• **Provided material**:
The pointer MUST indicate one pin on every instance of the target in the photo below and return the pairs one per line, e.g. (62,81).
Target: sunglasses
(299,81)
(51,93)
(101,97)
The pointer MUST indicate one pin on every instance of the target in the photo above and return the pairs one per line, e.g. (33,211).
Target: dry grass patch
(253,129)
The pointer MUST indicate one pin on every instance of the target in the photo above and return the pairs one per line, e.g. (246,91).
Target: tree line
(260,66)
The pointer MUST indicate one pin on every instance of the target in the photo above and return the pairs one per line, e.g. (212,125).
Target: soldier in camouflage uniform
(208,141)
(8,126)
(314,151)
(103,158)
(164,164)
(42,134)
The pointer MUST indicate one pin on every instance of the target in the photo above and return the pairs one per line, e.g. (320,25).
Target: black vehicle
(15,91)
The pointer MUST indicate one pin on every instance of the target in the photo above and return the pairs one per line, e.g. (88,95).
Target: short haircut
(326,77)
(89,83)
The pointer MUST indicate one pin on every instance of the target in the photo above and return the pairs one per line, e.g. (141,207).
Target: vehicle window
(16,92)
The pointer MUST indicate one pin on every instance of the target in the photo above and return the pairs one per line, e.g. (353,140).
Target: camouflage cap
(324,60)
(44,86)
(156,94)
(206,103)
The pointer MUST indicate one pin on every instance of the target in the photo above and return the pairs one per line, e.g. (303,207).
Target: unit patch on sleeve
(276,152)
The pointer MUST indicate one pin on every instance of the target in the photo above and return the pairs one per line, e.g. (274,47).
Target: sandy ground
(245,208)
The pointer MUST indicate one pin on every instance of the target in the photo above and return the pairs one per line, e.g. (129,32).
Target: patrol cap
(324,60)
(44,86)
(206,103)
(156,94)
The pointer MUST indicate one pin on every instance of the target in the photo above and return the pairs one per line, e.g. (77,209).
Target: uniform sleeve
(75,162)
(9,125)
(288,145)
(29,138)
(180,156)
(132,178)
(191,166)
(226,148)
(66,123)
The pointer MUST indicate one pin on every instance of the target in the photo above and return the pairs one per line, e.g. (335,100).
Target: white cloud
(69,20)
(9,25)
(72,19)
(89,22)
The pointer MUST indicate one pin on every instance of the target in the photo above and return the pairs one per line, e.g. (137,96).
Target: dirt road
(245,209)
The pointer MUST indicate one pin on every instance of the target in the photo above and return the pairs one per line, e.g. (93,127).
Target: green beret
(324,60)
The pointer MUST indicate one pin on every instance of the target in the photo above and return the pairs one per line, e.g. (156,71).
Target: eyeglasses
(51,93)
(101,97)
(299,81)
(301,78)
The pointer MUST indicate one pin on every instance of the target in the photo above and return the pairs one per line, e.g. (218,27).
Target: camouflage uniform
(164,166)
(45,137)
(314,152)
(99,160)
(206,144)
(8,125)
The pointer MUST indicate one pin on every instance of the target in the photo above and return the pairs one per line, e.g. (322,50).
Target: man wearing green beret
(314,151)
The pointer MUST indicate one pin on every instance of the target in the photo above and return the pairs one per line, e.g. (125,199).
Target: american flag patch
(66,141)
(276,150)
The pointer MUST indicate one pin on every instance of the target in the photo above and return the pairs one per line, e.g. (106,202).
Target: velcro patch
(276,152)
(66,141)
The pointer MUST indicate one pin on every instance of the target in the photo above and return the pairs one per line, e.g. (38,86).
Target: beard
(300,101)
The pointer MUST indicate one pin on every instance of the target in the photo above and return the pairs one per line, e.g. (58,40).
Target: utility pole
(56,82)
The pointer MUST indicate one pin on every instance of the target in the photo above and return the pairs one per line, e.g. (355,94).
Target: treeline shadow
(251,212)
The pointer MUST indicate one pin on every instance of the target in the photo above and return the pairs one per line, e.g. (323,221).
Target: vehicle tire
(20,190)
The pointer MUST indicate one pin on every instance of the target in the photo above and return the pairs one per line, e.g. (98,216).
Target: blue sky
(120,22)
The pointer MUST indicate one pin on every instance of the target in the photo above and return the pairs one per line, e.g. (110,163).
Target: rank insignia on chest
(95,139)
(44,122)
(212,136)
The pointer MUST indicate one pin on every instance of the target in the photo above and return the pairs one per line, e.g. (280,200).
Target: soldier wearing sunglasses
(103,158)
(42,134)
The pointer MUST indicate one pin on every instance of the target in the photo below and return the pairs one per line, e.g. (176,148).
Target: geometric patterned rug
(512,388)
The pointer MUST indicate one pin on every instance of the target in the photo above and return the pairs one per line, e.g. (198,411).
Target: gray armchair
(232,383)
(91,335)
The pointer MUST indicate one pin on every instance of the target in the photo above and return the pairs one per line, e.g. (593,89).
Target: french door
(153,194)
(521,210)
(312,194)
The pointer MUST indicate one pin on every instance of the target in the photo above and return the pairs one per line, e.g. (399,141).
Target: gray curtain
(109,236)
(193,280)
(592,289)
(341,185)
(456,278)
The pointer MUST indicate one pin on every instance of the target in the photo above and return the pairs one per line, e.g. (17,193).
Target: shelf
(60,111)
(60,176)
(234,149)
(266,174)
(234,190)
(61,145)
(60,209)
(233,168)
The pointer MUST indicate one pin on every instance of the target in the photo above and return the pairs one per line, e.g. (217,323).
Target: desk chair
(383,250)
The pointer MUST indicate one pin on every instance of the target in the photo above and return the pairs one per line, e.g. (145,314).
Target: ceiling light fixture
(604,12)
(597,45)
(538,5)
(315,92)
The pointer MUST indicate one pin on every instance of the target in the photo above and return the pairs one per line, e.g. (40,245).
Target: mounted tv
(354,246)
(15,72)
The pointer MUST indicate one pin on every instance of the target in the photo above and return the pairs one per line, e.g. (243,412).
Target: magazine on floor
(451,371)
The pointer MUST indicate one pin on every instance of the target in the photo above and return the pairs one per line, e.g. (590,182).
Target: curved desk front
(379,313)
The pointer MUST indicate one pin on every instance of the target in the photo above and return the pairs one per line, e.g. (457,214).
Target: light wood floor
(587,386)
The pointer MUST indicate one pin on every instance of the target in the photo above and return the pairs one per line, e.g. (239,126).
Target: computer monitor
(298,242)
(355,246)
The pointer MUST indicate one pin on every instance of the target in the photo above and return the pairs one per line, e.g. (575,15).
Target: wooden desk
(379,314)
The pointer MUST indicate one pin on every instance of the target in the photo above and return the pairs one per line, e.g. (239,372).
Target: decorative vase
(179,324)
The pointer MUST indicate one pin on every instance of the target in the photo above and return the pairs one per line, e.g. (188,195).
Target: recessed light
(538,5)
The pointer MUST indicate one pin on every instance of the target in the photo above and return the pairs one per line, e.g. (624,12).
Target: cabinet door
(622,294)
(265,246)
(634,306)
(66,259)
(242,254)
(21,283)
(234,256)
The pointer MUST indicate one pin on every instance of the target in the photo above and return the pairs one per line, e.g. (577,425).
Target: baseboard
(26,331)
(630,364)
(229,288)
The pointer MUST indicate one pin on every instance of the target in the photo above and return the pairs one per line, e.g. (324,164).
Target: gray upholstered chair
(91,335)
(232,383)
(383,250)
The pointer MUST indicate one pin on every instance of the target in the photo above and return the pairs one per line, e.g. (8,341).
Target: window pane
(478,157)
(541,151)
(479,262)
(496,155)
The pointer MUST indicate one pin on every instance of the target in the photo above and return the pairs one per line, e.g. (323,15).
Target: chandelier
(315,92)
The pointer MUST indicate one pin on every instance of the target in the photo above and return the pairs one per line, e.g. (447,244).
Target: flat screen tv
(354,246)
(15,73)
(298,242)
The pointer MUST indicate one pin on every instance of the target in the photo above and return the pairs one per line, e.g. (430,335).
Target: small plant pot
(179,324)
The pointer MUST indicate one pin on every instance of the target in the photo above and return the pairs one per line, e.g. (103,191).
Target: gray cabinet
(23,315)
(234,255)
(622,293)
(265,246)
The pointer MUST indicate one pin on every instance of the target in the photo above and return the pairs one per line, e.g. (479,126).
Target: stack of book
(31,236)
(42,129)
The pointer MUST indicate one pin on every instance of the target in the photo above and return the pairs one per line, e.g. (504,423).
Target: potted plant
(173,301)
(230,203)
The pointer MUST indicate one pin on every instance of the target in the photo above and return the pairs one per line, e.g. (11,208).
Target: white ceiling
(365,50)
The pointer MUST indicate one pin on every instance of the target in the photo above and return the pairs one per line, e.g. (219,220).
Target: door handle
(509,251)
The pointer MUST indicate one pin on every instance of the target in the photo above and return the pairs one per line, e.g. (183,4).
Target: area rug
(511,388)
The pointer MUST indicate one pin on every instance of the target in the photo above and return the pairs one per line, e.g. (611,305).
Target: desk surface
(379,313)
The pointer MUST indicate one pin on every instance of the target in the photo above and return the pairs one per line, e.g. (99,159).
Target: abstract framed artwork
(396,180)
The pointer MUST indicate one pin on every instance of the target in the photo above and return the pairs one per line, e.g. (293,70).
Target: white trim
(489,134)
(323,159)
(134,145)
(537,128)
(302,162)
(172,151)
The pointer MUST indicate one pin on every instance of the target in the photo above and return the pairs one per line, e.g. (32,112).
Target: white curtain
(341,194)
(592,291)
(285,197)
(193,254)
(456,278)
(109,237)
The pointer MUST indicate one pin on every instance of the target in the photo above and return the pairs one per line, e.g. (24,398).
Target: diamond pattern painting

• **Written instruction**: Copy out, word for word, the data from the line containing "line, e.g. (479,126)." through the end of the data, including both of those lines.

• **Solution to this task**:
The pointer MUST indicate one pin on every instance of the target in the photo above and return the pairs one per line, e.g. (479,126).
Target: stack of book
(31,236)
(42,129)
The pointer MUST indicate one pin on every instance of the target in the photo above and return the pairs one per line, e.g. (504,423).
Target: potted plant
(173,301)
(230,203)
The pointer MUST indicate one pin on every instance of the target in the photo above and return the pairs one per line, e.g. (11,208).
Target: white ceiling
(365,50)
The pointer MUST indicate one pin on every instance of the target in the photo above and return the pairs one per line, e.g. (219,220).
Target: door handle
(509,251)
The pointer MUST indicate one pin on every instance of the target in the photo above and return the pairs one per line, e.g. (183,4).
Target: area rug
(511,388)
The pointer MUST indicate one pin on every instance of the target in the photo above and return the pairs one per line, e.g. (611,305).
Target: desk surface
(379,313)
The pointer MUST indicate one pin on every instance of the target in the photo above and return the pairs one per line, e.g. (99,159).
Target: abstract framed artwork
(396,180)
The pointer MUST indicate one pin on every instance of the target in the photo above and return the pairs one per line, e.g. (293,70).
Target: white trim
(489,134)
(323,159)
(134,145)
(537,128)
(302,162)
(172,151)
The pointer MUST indicate one pin on every instance of the target in the photo above and return the pairs one per line, e.g. (32,112).
Target: white curtain
(341,194)
(592,291)
(285,197)
(193,254)
(456,278)
(109,237)
The pointer MUST indicate one pin on every instance of the target in the photo above and return the pairs one per line, e.g. (24,398).
Target: diamond pattern painting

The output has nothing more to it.